Rewrite the rows starting with the line that contains "If you could pick out the white lounger" and going on through the end of the rows, changing "swimsuit" to "bathing suit" and leaving everything else unchanged.

### DATASET ENTRIES ###

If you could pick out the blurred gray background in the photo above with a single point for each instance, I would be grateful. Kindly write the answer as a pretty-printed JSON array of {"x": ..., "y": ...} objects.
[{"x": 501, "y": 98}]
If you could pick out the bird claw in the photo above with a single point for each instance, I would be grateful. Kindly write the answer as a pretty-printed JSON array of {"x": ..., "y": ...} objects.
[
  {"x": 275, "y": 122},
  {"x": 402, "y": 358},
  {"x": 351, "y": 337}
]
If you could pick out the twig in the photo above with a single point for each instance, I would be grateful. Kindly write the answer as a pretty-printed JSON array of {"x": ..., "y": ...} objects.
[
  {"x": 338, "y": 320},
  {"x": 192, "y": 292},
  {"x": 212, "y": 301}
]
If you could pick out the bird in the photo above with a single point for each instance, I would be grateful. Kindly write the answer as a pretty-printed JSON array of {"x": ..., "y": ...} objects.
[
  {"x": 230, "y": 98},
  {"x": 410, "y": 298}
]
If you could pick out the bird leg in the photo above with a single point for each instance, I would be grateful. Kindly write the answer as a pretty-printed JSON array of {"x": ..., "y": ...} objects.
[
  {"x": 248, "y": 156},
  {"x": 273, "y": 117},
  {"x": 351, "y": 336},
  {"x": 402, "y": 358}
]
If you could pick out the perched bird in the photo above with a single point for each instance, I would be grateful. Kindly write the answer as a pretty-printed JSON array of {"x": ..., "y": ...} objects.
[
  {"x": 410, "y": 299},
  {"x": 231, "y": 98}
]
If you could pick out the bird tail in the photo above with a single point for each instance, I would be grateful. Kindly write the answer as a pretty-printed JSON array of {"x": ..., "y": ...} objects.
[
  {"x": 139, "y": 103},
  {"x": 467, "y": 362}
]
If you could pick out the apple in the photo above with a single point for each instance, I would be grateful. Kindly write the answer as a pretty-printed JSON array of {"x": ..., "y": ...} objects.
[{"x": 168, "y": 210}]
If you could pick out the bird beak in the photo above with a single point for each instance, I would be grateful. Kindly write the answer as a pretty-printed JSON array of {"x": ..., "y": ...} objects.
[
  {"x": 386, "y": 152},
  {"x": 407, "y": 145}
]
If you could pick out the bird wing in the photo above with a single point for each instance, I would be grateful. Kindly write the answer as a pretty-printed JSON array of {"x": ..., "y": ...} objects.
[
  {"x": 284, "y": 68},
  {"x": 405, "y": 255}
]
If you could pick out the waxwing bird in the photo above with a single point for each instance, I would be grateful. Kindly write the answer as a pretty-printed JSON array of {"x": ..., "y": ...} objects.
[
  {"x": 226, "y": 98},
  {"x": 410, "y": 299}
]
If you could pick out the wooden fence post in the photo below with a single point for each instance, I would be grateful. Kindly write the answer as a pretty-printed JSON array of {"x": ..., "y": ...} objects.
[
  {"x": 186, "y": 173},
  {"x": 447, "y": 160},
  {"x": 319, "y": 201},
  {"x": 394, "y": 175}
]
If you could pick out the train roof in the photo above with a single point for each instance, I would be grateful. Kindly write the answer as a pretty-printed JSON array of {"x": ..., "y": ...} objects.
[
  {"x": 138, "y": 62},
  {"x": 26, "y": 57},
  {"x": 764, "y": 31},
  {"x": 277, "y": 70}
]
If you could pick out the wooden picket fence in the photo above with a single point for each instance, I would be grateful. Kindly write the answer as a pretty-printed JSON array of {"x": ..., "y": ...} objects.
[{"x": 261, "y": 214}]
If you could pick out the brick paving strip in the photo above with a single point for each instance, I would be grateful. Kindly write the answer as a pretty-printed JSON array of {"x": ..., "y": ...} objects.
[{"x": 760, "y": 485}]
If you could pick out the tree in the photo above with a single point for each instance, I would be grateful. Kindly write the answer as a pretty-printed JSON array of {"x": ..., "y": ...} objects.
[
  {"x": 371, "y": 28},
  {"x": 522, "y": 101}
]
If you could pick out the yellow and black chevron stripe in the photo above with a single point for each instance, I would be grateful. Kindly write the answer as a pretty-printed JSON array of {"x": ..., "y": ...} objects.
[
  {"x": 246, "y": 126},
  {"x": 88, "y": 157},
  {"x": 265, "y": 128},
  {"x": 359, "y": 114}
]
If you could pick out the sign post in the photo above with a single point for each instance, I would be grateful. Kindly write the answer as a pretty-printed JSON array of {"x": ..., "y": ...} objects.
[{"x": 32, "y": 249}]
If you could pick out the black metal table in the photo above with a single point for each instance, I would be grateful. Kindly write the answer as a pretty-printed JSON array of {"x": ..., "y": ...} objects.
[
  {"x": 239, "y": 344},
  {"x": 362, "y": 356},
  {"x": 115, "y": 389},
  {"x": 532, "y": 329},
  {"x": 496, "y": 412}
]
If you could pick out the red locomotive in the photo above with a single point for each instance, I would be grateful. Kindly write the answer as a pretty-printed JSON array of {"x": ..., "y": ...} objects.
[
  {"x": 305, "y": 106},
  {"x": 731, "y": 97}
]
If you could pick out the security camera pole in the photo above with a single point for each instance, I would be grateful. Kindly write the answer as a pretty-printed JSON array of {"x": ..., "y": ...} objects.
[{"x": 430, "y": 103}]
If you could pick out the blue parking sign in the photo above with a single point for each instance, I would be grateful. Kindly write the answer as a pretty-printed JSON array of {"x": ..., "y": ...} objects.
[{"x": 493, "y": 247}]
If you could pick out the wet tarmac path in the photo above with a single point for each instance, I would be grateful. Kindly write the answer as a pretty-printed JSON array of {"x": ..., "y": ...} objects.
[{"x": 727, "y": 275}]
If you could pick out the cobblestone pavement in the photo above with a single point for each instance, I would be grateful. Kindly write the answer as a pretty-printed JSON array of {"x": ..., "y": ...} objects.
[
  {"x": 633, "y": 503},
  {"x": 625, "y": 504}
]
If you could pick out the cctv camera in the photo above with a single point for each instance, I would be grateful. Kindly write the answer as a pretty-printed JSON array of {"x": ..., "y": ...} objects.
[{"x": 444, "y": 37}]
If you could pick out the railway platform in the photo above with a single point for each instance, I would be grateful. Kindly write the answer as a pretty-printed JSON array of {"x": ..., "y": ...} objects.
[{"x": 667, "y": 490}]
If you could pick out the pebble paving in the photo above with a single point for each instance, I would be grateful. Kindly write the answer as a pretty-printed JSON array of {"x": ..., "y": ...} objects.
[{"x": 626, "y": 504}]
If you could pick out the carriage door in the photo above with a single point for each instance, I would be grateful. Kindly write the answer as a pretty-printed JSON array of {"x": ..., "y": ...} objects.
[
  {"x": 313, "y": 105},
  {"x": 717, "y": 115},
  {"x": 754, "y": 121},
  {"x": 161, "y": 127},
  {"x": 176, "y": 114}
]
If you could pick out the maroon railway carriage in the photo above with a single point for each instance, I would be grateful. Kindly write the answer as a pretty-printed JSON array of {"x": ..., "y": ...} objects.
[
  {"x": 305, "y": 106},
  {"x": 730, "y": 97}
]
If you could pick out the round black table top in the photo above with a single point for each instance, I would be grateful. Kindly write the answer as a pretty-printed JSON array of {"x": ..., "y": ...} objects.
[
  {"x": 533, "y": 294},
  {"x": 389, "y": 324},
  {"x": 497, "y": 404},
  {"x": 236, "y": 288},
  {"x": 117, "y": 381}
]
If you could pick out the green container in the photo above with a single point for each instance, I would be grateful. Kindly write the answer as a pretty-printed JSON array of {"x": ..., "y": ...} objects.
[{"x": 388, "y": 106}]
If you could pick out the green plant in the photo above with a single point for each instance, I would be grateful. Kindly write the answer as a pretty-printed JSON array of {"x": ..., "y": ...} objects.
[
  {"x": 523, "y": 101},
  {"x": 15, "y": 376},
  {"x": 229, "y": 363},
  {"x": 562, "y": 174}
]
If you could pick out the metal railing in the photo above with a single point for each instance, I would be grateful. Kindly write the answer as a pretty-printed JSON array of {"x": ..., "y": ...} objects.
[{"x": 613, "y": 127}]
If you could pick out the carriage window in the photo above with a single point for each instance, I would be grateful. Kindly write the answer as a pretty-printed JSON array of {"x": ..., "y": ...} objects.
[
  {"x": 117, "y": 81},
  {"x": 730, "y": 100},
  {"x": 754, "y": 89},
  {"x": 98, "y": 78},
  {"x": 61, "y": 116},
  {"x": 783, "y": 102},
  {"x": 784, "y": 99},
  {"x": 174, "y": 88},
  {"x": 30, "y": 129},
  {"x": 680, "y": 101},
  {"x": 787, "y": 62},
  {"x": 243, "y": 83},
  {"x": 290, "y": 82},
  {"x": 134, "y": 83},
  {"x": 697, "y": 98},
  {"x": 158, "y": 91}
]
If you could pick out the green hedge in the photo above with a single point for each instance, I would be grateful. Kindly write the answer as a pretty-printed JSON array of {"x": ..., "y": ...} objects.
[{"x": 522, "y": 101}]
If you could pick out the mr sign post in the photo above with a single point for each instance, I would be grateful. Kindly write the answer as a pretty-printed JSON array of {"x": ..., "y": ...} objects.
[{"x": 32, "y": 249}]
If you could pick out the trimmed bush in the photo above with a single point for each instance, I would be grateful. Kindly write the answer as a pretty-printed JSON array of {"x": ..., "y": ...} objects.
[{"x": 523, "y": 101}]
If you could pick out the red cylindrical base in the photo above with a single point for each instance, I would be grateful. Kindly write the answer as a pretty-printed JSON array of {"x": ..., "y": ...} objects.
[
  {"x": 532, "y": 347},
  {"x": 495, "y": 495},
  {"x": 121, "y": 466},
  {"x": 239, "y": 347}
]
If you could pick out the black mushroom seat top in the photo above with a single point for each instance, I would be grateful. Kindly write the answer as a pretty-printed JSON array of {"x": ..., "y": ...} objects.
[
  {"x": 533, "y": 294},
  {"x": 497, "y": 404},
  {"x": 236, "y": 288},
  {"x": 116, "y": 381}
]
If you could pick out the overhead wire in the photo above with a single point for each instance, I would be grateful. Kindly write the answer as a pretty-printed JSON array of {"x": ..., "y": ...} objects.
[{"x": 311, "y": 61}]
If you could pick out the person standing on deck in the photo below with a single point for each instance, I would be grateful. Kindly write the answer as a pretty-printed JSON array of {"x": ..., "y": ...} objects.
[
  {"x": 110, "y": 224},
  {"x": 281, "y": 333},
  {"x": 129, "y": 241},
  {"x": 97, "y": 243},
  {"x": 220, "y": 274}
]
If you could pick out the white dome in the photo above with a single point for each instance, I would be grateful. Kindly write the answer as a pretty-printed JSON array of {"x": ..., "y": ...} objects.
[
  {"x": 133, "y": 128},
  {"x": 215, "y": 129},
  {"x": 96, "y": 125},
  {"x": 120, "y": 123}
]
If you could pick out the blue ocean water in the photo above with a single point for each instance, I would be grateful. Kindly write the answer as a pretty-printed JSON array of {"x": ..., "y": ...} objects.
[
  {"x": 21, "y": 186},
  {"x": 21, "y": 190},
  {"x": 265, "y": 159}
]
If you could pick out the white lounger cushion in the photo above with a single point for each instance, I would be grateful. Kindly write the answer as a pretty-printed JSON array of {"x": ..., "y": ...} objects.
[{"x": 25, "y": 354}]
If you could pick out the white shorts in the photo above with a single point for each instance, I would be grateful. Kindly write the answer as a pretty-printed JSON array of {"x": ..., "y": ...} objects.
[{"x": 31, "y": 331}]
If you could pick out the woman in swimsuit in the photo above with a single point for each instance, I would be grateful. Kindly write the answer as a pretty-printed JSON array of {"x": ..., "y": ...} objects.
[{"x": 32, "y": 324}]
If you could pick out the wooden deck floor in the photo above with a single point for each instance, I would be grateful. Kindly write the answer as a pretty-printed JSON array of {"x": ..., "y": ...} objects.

###

EXERCISE RESULT:
If you could pick out the white lounger cushion in the photo above with a single point for each instance, I would be grateful. Kindly write the answer as a pretty-printed JSON array of {"x": ..., "y": ...} objects.
[{"x": 25, "y": 354}]
If you could pick out the white shorts in the photo above with a single point for each instance, I would be grateful. Kindly write the answer as a pretty-printed JSON array of {"x": ..., "y": ...} objects.
[{"x": 31, "y": 331}]
If you could pick out the woman in bathing suit in the photo above with a single point for each instance, I would be grateful. Kindly write the answer as a pretty-printed JSON array of {"x": ..., "y": ...} objects.
[{"x": 32, "y": 324}]
If you could pick out the wooden deck floor in the photo above with a single point for each instance, I would be grateful. Kindly write the answer as a pretty-printed JSON array of {"x": ..., "y": ...} objects.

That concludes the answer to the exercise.